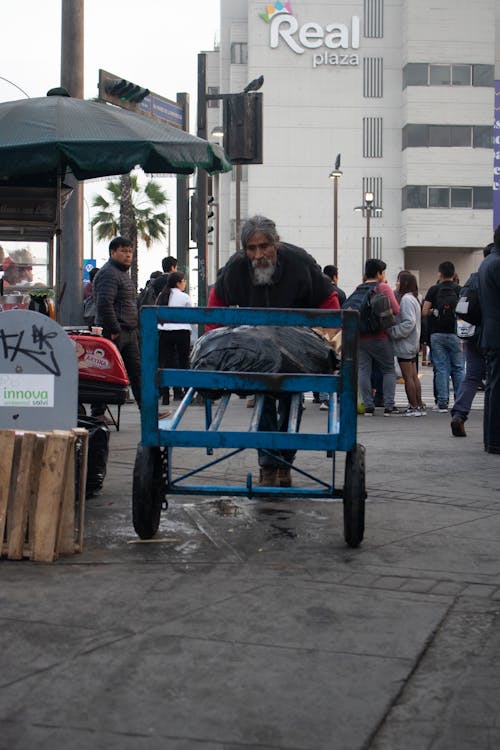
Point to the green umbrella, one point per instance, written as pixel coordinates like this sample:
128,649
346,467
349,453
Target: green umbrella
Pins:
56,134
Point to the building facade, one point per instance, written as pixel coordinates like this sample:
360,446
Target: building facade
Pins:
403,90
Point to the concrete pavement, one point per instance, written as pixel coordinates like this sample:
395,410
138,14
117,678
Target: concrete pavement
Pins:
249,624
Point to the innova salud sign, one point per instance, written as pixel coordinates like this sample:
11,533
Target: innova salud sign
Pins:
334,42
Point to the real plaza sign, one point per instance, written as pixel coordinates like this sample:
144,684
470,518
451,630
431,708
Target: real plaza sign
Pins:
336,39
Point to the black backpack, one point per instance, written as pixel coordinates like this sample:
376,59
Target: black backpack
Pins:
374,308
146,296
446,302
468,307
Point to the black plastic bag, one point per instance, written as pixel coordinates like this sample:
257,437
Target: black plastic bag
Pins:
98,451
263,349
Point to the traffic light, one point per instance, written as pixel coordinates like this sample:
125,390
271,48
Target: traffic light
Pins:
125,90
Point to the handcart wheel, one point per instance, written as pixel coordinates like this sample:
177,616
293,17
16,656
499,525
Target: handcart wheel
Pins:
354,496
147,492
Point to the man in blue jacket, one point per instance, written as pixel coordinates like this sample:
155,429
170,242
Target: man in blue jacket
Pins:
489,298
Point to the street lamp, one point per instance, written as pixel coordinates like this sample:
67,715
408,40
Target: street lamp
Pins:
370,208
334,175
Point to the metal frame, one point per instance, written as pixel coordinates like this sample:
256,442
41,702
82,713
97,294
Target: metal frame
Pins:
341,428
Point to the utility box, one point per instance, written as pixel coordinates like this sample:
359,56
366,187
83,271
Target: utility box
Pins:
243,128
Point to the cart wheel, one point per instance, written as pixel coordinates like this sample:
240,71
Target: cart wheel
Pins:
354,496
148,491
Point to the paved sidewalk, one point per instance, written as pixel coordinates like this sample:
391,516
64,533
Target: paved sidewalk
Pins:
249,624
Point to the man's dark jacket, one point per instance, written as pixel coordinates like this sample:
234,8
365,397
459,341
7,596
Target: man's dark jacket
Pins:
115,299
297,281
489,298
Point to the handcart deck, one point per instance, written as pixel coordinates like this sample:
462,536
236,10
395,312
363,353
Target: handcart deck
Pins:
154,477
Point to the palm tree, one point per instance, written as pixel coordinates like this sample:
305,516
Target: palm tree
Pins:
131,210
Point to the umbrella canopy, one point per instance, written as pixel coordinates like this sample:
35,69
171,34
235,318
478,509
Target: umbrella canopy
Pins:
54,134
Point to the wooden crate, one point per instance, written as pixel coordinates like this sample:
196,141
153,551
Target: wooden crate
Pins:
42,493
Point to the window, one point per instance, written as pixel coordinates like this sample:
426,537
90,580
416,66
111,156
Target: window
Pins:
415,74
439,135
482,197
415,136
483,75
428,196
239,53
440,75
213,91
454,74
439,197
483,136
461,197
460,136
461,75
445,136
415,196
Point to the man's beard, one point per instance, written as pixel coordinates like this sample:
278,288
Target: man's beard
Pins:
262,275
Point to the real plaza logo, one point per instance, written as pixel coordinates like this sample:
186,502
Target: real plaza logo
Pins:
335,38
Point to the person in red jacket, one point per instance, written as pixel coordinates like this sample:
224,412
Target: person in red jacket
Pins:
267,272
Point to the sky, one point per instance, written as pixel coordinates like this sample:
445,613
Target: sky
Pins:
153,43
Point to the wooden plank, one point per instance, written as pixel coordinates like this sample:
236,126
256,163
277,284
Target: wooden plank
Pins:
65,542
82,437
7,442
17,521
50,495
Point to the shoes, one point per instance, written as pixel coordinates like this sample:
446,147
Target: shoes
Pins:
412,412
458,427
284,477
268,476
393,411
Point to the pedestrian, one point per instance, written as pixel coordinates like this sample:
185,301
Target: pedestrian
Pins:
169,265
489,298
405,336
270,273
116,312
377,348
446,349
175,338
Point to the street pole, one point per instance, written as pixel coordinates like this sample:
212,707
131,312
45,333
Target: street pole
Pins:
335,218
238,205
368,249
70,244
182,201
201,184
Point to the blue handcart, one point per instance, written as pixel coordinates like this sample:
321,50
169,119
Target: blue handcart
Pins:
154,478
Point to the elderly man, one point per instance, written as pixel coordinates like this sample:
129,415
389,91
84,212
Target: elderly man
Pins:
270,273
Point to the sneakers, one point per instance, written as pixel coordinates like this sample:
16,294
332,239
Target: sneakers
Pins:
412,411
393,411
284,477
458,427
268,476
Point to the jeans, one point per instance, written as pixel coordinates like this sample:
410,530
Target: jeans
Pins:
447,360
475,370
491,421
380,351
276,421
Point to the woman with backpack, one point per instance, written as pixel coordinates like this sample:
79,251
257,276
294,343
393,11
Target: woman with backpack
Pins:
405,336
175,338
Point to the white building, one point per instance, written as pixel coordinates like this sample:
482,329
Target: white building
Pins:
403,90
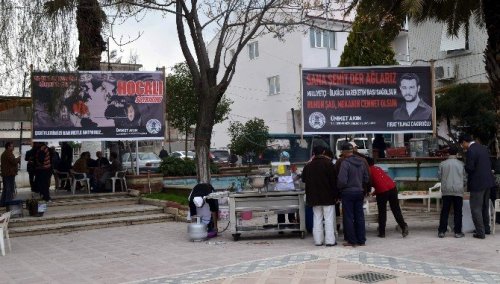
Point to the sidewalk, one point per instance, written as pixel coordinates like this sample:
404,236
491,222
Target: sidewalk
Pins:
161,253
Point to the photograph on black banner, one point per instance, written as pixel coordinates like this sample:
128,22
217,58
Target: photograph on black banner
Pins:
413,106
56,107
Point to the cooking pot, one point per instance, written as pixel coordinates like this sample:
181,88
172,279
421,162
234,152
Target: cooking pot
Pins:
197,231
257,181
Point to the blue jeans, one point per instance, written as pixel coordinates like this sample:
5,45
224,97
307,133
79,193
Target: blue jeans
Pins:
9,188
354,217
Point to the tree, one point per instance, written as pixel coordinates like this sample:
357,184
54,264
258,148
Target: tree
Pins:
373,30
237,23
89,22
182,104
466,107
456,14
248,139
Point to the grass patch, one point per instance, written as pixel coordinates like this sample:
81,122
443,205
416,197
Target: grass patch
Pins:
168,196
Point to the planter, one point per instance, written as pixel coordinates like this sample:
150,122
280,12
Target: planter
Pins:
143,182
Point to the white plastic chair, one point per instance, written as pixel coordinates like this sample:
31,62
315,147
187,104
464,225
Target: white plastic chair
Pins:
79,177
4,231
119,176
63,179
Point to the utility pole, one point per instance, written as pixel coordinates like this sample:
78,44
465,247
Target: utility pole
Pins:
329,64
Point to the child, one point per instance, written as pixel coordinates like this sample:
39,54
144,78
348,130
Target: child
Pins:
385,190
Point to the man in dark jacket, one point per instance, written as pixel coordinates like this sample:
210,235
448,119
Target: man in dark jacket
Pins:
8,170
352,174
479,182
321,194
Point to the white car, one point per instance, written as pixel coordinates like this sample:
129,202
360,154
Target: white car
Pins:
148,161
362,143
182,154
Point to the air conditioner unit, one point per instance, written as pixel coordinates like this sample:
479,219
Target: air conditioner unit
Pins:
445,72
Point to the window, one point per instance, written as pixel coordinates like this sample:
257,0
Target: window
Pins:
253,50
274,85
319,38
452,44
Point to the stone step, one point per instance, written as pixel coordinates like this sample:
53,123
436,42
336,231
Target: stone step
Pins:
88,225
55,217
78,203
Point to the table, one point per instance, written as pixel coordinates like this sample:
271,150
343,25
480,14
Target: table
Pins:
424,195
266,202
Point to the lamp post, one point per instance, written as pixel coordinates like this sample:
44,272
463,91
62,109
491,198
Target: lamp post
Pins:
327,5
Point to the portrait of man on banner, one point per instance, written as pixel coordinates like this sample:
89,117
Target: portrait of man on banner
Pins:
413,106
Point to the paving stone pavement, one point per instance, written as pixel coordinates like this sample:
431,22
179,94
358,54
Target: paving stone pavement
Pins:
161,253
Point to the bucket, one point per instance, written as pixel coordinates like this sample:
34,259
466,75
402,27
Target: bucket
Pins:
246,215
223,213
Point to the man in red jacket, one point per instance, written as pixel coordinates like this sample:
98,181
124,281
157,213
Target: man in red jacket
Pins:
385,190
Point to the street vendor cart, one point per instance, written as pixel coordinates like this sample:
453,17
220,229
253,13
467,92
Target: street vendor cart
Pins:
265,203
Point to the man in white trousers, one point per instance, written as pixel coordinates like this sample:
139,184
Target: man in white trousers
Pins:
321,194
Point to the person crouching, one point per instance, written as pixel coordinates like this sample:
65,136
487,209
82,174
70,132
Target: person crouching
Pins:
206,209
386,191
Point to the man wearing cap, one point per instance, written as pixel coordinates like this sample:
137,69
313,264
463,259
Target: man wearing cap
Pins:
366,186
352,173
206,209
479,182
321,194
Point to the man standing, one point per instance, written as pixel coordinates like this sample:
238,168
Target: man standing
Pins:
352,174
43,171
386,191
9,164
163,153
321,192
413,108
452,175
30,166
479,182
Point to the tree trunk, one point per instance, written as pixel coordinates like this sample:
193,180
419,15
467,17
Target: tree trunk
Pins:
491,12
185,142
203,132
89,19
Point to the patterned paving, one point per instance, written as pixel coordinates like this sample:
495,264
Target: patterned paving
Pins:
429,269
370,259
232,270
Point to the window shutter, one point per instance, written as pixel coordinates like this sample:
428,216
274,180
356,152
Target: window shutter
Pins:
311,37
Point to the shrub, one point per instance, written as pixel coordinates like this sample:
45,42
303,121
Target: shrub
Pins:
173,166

## What to do
Reproduce the material above word for word, starting at the line that contains "Point to the tree trunk, one" and continuing through its final line.

## Answer
Point to the tree trunk, one point per instance, written as pixel coordinates like this sample:
193,180
419,15
467,17
Target: tree trunk
Pins:
491,12
185,142
203,132
89,19
Point to the patterned paving, one point per instance, written as pixel coordinates like this sample:
495,264
Target: patterned paving
Pins:
429,269
370,259
232,270
Point to the window shutter, one point per instance, written as pixel coordinates like this sample:
428,216
274,180
356,152
Target: window shutter
Pins:
311,37
Point to the shrub, one point per instance, written as pixel coordinates like this sample:
45,42
303,121
Target: shrub
Pins:
173,166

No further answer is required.